**What the exercise asks**
The entries below are to be transcribed in full, without their images.

**Supplied material**
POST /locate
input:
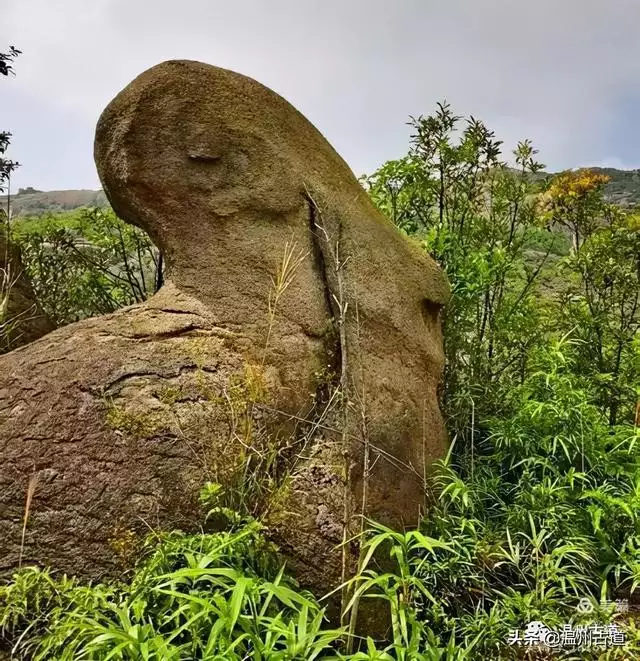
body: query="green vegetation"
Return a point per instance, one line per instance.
(537, 505)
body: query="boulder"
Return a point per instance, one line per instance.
(292, 356)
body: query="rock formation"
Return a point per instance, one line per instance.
(21, 319)
(295, 343)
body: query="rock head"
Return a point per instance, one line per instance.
(293, 355)
(21, 318)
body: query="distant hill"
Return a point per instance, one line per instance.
(623, 189)
(31, 202)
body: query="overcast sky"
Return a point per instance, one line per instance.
(565, 73)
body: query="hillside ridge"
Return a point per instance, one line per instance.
(623, 189)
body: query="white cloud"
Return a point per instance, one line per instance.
(550, 71)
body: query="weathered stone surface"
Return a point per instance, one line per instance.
(123, 417)
(21, 319)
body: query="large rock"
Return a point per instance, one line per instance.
(21, 318)
(282, 399)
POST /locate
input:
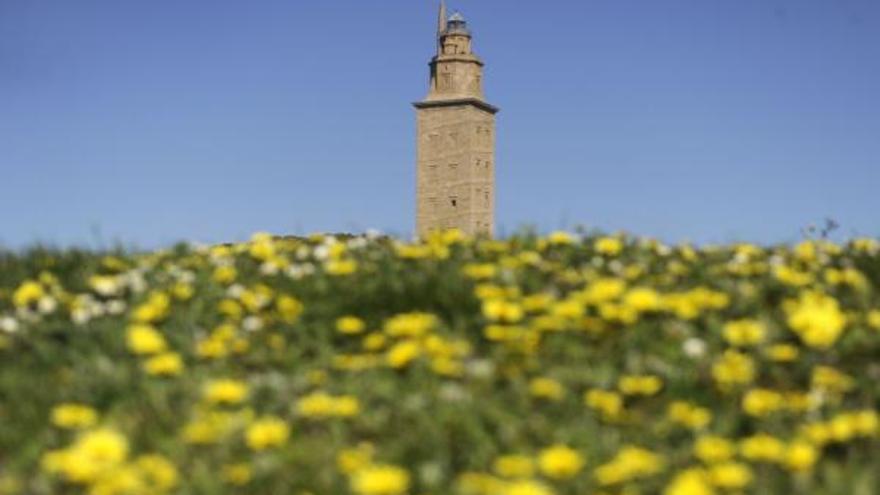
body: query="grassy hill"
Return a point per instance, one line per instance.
(566, 364)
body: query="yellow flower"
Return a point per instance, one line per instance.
(480, 271)
(743, 333)
(380, 480)
(165, 364)
(92, 455)
(801, 456)
(690, 482)
(289, 308)
(639, 384)
(610, 246)
(225, 274)
(711, 449)
(731, 475)
(816, 318)
(873, 319)
(762, 447)
(182, 291)
(403, 353)
(27, 294)
(350, 325)
(734, 368)
(560, 462)
(74, 416)
(267, 432)
(514, 466)
(144, 339)
(546, 388)
(225, 391)
(762, 402)
(560, 238)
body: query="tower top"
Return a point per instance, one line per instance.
(441, 20)
(456, 25)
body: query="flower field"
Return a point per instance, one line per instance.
(568, 364)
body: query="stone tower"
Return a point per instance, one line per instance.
(456, 139)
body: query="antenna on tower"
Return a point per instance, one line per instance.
(441, 21)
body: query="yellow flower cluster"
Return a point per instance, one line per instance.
(533, 365)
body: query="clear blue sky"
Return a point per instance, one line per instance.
(148, 122)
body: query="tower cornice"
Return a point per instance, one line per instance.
(452, 102)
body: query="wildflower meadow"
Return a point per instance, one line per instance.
(566, 364)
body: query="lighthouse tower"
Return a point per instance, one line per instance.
(456, 138)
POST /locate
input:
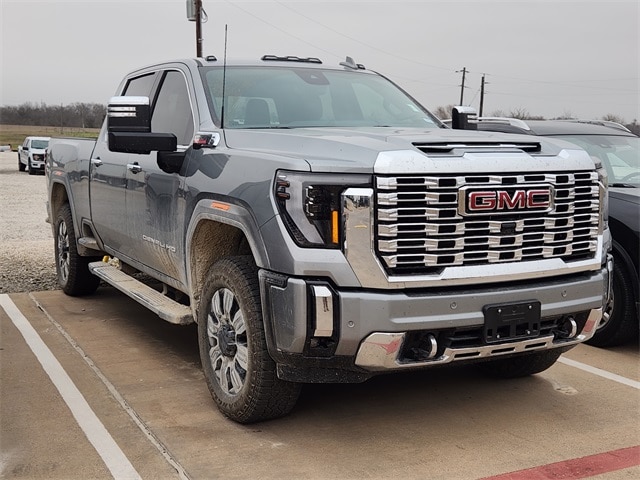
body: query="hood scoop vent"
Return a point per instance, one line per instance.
(449, 147)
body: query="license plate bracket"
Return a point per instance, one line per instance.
(506, 321)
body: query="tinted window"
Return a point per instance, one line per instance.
(41, 144)
(304, 97)
(172, 112)
(140, 86)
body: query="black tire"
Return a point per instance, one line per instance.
(74, 276)
(240, 374)
(522, 365)
(620, 320)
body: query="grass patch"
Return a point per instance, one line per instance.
(14, 135)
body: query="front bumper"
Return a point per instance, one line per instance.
(313, 322)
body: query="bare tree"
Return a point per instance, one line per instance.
(443, 112)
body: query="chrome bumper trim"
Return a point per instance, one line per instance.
(380, 351)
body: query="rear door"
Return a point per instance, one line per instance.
(155, 195)
(108, 181)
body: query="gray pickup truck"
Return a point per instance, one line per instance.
(320, 225)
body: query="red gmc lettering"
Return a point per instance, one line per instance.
(505, 201)
(480, 201)
(538, 198)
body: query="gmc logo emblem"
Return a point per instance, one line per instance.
(537, 198)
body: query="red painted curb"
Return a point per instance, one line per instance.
(579, 467)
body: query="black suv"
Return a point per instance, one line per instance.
(619, 151)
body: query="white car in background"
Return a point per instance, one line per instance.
(31, 154)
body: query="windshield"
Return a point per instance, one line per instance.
(620, 155)
(39, 144)
(277, 97)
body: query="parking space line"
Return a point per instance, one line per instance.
(139, 422)
(104, 444)
(600, 372)
(579, 467)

**Solution for this task**
POST /locate
input:
body: query="green vegetation"
Return a point per instance, one line per instance.
(537, 505)
body: query="boulder"
Return a point per instance, one line per instance.
(292, 356)
body: query="rock formation"
Return a point per instance, one line per instance.
(21, 319)
(295, 343)
body: query="rock head"
Return a point per instance, one line per instance.
(293, 355)
(21, 318)
body: query="distant hill"
Return a point per instance, one line per instance.
(623, 189)
(31, 202)
body: query="overcast sky"
Return a point per instance, one line per instance.
(565, 73)
body: query="hillside ridge"
Return a point per instance, one line per instance.
(623, 189)
body: query="white cloud"
Return a point per instance, one line per instance.
(550, 71)
body: query="weathered stone surface"
Return a point per instance, one line per instance.
(123, 417)
(21, 319)
body: query="large rock"
Return a point per instance, one line per instance.
(21, 318)
(282, 399)
POST /locate
input:
body: query="grassy hill"
Return a point per instance, one line per instance.
(566, 364)
body: query="yellow flower"
Return a point per instance, one line per instance.
(480, 271)
(743, 333)
(380, 480)
(165, 364)
(92, 455)
(801, 456)
(690, 482)
(289, 308)
(639, 384)
(610, 246)
(225, 274)
(711, 449)
(731, 475)
(816, 318)
(873, 319)
(762, 447)
(182, 291)
(403, 353)
(27, 294)
(350, 325)
(734, 368)
(560, 462)
(74, 416)
(267, 432)
(514, 466)
(144, 339)
(546, 388)
(225, 391)
(762, 402)
(560, 238)
body: query="tower top"
Return a point per instance, one line per instance.
(441, 20)
(456, 25)
body: query="flower field"
Return a point per instance, one line per instance.
(568, 364)
body: query="stone tower"
Return a point per instance, one line per instance.
(456, 139)
body: query="antenna on tower"
Return a point per instance, one line per instance.
(441, 21)
body: query="yellow flower cluster"
Return a point per instance, one line per instance.
(533, 365)
body: query="clear blue sky"
Return a point per instance, one line per instance.
(148, 122)
body: query="tower cornice"
Return a point per instance, one line per instance.
(452, 102)
body: query="wildflower meadow"
Return a point per instance, one line per instance.
(566, 364)
body: query="lighthouse tower"
Return a point per instance, one line per instance.
(456, 138)
POST /locate
input:
body: query="hood scoop vent"
Return a point per instance, one line per instance.
(449, 147)
body: query="license plate bracket"
Return a point per instance, one line per instance.
(506, 321)
body: query="tinted window"
Return a point per instance, one line per instance.
(41, 144)
(304, 97)
(172, 112)
(140, 86)
body: query="black tire"
Return a point per instance, one line per instance.
(74, 276)
(240, 374)
(522, 365)
(620, 320)
body: query="grass patch"
Return a point per instance, one line per instance.
(14, 135)
body: query="front bumper"
Return a point per instance, one line per instance.
(313, 322)
body: query="bare tree"
Return a point per instance, one line per instance.
(443, 112)
body: query="chrome bumper trim"
Return a point per instance, one line per instance.
(380, 351)
body: query="rear door"
Return a point per instance, one line per instance.
(155, 195)
(108, 181)
body: query="gray pickup truck"
Return a point per instance, one line per instance.
(320, 225)
body: query="red gmc lettering"
Return a point per instance, one line per instance.
(505, 201)
(480, 201)
(538, 198)
body: query="gmc logo emblem"
Return a point per instance, one line per instance.
(537, 198)
body: query="red painted curb"
Return a point per instance, one line per instance.
(579, 467)
body: query="black suv"
Return a point per instance, one line per instance.
(619, 151)
body: query="white car in background"
Return a point per instance, one line per instance.
(31, 154)
body: query="windshield"
Return a point per instance, one line per instance.
(620, 155)
(39, 144)
(277, 97)
body: query="parking space line"
Return a point per instance, one line per instance.
(139, 422)
(104, 444)
(600, 372)
(579, 467)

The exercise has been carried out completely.